* _WHAT TO PRODUCE_
In the probe settings text, rewrite the part starting at "More frequent checks" and ending at "is 5 seconds.", replacing "latency numbers" with "latency readings".

Probe Settings

Tune Tunna probe target, interval, timeout, concurrency, and battery or data tradeoffs for background node health checks.

431 words 2 min
Settings Health Checks, Probe Intervals, Battery

Use this page when checks are too noisy, too stale, too slow, or too expensive for the way you use Tunna.

Health-check tuning

These controls change how often Tunna sends those small test trips and how patient it should be while waiting.

Use these cards as a map of the visible labels in this view. Each card names one field, control, or status item and explains what it is for before you change it or rely on it.

What Tunna tests

Start here when latency never appears or every node looks unavailable.

Enabled

Turns probes on or off. Default is On. Turn it off when you want Tunna to stop running health checks; latency, Active, Top 10, and ZAP may become stale.

Target

The tiny web address each node tries to reach. Default is https://tunna.app/connectivitycheck. Invalid entries fall back to http://gstatic.com/generate_204.

Timeout

How long Tunna waits before calling one probe a failure, from 1 to 30 seconds. Default is 3 seconds. A longer timeout is more patient on slow networks.

How often Tunna tests

More frequent checks make fresher latency numbers and use more battery and data.

Interval

How often active probes repeat, from 3 to 60 seconds. Default is 5 seconds.

Idle Interval

How often probes repeat when Tunna is idle, from 60 to 600 seconds. Default is 120 seconds.

Backoff Interval Limit

How far Tunna may slow down repeated probes when conditions are poor, from 60 to 600 seconds. Default is 300 seconds.

How many Tunna tests at once

Concurrency controls how many nodes can be checked at the same time.

Concurrency

How many nodes Tunna tests at the same time. The slider runs from 1 to 100; default is 30. More is faster for big lists, but it can use more battery and data.

The app groups these controls as Performance, Timing, and Advanced Lifecycle

Performance contains the Concurrency slider. Timing contains Timeout, Interval, and Idle Interval sliders. Advanced Lifecycle contains Backoff Interval Limit. Enabled and Target sit above those sections because they decide whether probes run and where they go.

More checks use more resources

Health checks are tiny, but they are still network trips. Short intervals, high concurrency, and low backoff make Tunna check more often. That can make latency fresher, but it can also use more battery, CPU, and mobile data.

Observability saves when you leave

There is no separate Save button. Tunna keeps the current Enabled, Target, Concurrency, Timeout, Interval, Idle Interval, and Backoff Limit choices when you leave this screen.

* _DATA FOR REVIEW_
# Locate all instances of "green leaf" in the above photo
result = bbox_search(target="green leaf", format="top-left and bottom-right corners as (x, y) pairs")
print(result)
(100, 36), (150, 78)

==

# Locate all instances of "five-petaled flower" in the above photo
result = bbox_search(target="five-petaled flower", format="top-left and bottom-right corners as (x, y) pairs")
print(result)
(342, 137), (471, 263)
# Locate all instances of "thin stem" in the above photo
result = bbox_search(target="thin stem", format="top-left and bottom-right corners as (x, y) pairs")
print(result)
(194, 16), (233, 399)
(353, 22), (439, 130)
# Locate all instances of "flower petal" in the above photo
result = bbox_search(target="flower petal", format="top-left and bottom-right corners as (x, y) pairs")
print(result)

...

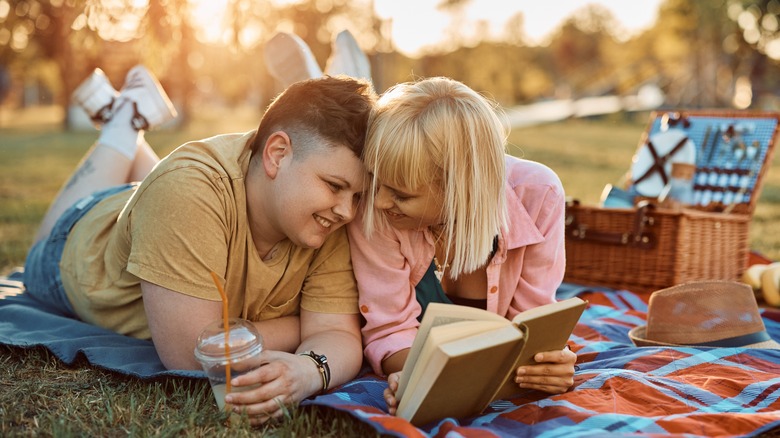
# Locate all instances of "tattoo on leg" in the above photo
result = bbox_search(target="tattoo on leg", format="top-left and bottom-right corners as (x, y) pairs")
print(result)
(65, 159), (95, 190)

* _PROBLEM SOLUTION_
More frequent checks make fresher latency readings and use more battery and data.

Interval

How often active probes repeat, from 3 to 60 seconds. Default is 5 seconds.